US 4205631 A
The inlet vanes for an induced draft (ID) fan in a power plant boiler are position controlled in accordance with the furnace pressure to limit the potential destructive power developed by the fan. The ID inlet suction temperature is sensed and a control signal is developed as a function of the inlet temperature to limit the opening of the inlet vanes during boiler startup.
1. A control system for one or more boiler induced draft fans having positionable inlet vanes in an electric power plant comprising first means for generating a signal representative of actual furnace pressure, second means for generating a signal indicating the boiler is in a range of operation during the startup process in which the temperature of the furnace air outflow to the induced draft fans is in a low range resulting in a significant risk of hazardous furnace pressure excursions, means for generating a pressure error based on the difference between the actual furnace pressure and a reference furnace pressure, means for operating a position demand for controlling the position of the inlet vanes to control the furnace pressure to the reference value as a function of the pressure error, means for actuating the inlet vanes to the demand position, and means for limiting the inlet vane position during startup as a function of the startup indication signal from said second means.
2. A control system as set forth in claim 1 wherein said second means includes means for generating a signal representative of the temperature of inlet air to the induced draft fans.

[Set problem] Can you write out the stretch of the boiler fan control patent from "2. A control" through "induced draft fans.", substituting "intake air" for "inlet air"?

[Supplied material]

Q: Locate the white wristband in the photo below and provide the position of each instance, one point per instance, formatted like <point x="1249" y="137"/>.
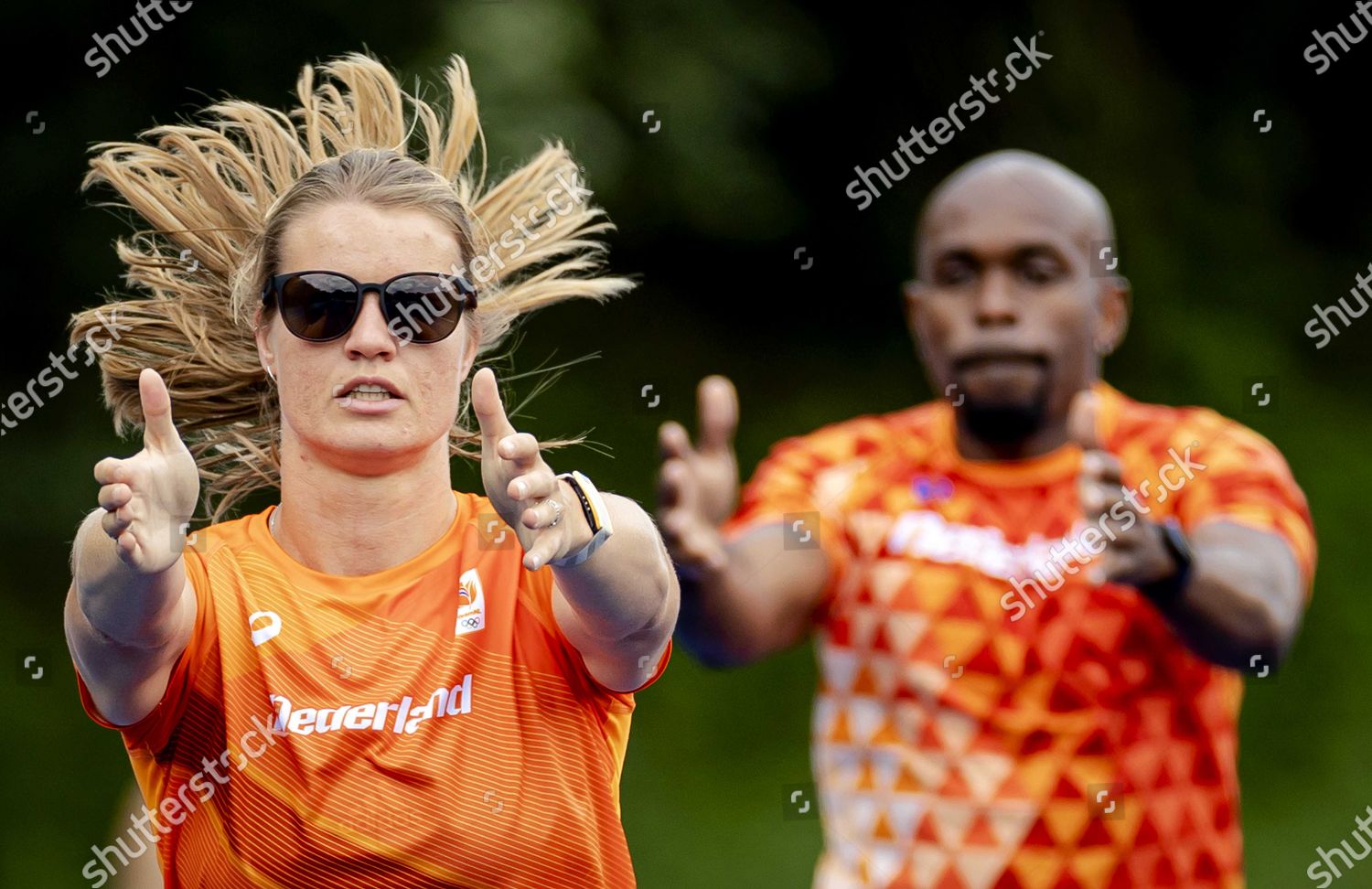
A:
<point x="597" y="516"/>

[Result of this task]
2. A control system as set forth in claim 1 wherein said second means includes means for generating a signal representative of the temperature of intake air to the induced draft fans.